WORK REQUIRED:
Could you copy, exactly as written, every line from the first line of the records through the one containing "Task: locate the dog's open"?

**** RECORDS TO USE

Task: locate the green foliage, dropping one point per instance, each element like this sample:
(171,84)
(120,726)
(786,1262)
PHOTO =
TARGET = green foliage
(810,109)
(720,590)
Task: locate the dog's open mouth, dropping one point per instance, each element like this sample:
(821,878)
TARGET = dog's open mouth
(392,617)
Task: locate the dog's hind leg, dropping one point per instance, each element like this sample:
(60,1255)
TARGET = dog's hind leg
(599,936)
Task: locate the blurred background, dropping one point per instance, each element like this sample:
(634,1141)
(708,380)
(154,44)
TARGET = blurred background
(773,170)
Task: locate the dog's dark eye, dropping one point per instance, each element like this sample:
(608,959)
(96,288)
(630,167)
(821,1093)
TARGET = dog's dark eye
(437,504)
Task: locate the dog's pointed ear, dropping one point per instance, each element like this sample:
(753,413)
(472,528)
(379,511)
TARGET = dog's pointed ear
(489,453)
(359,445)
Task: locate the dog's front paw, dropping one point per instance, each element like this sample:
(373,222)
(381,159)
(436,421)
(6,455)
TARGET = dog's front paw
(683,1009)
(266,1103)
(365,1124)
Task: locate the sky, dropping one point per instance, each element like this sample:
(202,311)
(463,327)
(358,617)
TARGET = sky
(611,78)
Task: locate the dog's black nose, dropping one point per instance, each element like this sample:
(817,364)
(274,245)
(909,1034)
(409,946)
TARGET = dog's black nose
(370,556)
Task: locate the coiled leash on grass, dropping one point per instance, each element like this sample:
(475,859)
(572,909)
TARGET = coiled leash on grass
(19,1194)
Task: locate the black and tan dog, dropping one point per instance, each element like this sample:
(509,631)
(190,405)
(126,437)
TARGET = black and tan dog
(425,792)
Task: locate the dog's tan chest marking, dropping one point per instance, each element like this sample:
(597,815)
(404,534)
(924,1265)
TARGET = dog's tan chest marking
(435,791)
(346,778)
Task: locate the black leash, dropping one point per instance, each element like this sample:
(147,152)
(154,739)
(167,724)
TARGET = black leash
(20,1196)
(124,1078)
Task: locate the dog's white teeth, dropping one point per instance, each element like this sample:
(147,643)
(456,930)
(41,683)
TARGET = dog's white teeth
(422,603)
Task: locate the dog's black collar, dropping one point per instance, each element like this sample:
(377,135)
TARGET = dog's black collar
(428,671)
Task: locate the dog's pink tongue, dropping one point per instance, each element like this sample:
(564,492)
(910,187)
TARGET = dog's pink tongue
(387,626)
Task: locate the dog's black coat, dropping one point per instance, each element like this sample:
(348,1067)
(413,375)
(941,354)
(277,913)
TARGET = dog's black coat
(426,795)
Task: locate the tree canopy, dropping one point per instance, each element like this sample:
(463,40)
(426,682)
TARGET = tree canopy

********

REPLY TO THE EXERCISE:
Task: locate the green foliage, dropping one point per instance, each element like this sample:
(171,84)
(120,726)
(786,1262)
PHOTO =
TARGET = green foliage
(810,109)
(720,590)
Task: locate the dog's open mouth, dropping one point per instance, each element like this sample:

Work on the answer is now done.